Transcribe every line of the listing below without any deviation.

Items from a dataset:
-- START --
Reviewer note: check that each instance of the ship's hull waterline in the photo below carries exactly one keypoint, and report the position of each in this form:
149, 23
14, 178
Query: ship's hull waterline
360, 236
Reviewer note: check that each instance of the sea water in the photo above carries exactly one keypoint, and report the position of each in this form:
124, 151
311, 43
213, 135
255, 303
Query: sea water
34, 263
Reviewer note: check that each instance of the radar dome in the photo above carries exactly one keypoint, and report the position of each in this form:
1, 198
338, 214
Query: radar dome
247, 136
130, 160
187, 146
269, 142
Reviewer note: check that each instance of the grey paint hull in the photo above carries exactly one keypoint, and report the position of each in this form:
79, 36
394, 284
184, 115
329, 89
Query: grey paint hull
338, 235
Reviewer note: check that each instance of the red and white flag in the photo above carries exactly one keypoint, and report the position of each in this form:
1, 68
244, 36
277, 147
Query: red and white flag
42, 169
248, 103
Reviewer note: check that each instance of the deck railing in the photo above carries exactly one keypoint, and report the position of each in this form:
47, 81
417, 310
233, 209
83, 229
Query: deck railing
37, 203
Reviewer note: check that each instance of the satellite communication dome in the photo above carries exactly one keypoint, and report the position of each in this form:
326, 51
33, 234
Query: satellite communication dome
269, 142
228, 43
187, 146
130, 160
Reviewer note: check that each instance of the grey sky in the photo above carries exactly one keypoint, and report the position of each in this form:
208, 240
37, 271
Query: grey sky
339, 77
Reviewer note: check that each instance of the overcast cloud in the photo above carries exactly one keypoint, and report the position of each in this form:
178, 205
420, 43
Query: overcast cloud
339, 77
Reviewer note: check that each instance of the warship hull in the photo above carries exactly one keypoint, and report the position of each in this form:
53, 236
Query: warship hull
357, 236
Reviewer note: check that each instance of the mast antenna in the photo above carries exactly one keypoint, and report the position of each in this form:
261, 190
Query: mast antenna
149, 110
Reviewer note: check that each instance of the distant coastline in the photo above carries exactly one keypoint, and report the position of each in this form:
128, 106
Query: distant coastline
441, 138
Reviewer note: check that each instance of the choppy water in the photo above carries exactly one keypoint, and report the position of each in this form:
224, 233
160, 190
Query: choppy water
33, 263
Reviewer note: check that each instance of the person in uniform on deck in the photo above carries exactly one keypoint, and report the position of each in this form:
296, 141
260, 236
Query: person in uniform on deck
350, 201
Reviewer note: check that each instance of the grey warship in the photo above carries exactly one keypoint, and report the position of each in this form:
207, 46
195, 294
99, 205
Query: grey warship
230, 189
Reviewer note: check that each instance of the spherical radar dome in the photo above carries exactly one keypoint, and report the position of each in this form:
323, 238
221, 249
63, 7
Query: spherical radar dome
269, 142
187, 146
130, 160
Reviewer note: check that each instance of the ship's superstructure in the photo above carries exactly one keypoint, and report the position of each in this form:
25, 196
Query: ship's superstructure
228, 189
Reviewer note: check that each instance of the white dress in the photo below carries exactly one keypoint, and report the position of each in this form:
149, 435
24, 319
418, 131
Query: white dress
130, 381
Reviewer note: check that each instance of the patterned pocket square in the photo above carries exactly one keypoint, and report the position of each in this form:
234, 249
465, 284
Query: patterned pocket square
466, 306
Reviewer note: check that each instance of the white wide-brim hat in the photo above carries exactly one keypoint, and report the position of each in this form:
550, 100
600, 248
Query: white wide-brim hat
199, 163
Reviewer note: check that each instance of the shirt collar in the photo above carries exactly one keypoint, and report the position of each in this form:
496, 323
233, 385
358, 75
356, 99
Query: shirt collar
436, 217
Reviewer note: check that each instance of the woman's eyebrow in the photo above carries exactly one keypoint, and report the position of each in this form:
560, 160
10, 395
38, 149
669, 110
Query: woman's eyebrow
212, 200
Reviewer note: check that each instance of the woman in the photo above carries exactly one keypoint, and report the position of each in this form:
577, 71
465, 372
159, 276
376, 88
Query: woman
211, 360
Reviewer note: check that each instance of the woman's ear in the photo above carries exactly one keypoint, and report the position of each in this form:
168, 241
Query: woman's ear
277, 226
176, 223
-- END --
* Output of the task *
Reviewer note: check that each instance of the ship's hull waterline in the photo below carries exactly one keypoint, and report the position of each in this form:
149, 23
14, 178
Query: ship's hull waterline
360, 236
Reviewer note: check that each instance of the sea water in the photo above carries exactly one keypoint, and report the position of each in this form:
124, 151
311, 43
213, 135
255, 303
Query: sea water
34, 263
Reviewer note: check that each instance of the radar dome in the photo above carries exactly one keypoint, and report the position of each in this form:
1, 198
338, 214
Query: radar dome
247, 136
130, 160
187, 146
269, 142
Reviewer note: check that each instance of the grey paint hull in the photo above carries exactly one keypoint, and report the position of each in this form:
79, 36
394, 284
184, 115
329, 89
Query: grey paint hull
338, 235
Reviewer note: check that each instance of the red and white flag in the photo above carries exactly one keypoint, and report the position of each in this form:
1, 68
244, 36
277, 147
Query: red and white flag
42, 169
248, 103
Reviewer note: check that each instance of the deck railing in the photo above carries exactly one keypoint, and report the position of each in this form:
47, 81
417, 310
233, 209
83, 229
Query: deck railing
37, 203
Reviewer note: check that each instance of the satellite communication dome in the photo above carries exactly one keypoint, and report the position of each in this form:
326, 51
33, 234
Query: satellite communication dome
269, 142
228, 43
187, 146
130, 160
Reviewer note: check that each instance of the grey sky in the photo above carries exactly one keypoint, and report the position of each in this form:
208, 240
37, 271
Query: grey sky
339, 77
Reviewer note: check that each instance of the overcast cloud in the photo above carries exactly one keypoint, and report the position of each in this form:
178, 205
420, 43
Query: overcast cloud
339, 77
Reviewer note: check that each instance of the warship hull in the photo above carries exactly one keypoint, and report the position of each in this form:
53, 236
Query: warship hull
357, 236
Reviewer note: check that each instance of the mast antenna in the photo above carries exactly one keypoint, and report the position of each in this form:
261, 190
Query: mast antenna
149, 110
Reviewer note: check that each instance of the distant coastline in the photo above carries exactly one keypoint, and report the position of each in this form:
128, 106
Query: distant coastline
441, 138
Reviewer note: check that each instance of the choppy water in the photo above carries exactly one keypoint, and report the position of each in this form:
224, 233
160, 190
Query: choppy water
33, 263
Reviewer note: check that each instance of the person in uniform on deck in the photo above carries exactly one keypoint, and report the position of each in this form:
296, 141
260, 236
Query: person in uniform on deck
350, 201
Reviewer note: check that each instance of the grey warship in the photo above carries exactly one keypoint, and report the position of each in this form:
207, 46
195, 294
99, 205
Query: grey warship
230, 189
Reviewer note: check that each instance of the spherical radar dome in the photo above carries exactly one keypoint, and report the position of each in this form:
323, 238
221, 249
63, 7
Query: spherical radar dome
269, 142
187, 146
130, 160
Reviewer note: check that each instance of the ship's superstructure in the photo above carries exactly one keypoint, and report the position of each in this form:
25, 196
Query: ship's superstructure
228, 189
Reviewer note: check that each instance of the white dress in the photo below carries exactly one keypoint, and report the position of each in this form:
149, 435
24, 319
418, 131
Query: white dress
130, 381
Reviewer note: check that each instance of the patterned pocket square in the photo above carries exactly one keypoint, and report the position of each in this form:
234, 249
465, 284
Query: patterned pocket square
466, 306
Reviewer note: check that each instance of the white wide-brim hat in the photo above carries exactly one keypoint, and report the position of each in this form:
550, 100
600, 248
Query: white wide-brim hat
199, 163
Reviewer note: check that each instance of the shirt collar in the photo above carries exactly one keypoint, and report the position of each in this form:
496, 323
233, 385
358, 75
356, 99
Query: shirt collar
436, 217
Reviewer note: check that each instance of the woman's eyebrow in the photo above carries exactly one keypoint, and report the position of each in this form:
560, 160
10, 395
38, 149
669, 110
Query: woman's eyebrow
212, 200
Reviewer note: check that each instance of the woman in the photo above carries exactly one keypoint, and report the position of each in this form:
577, 71
465, 372
159, 276
376, 88
Query: woman
211, 360
Reviewer note: check that each instance of the woman's ear in the photo above carries exactly one keypoint, and report the position of each in this form:
168, 241
Query: woman's ear
277, 226
176, 223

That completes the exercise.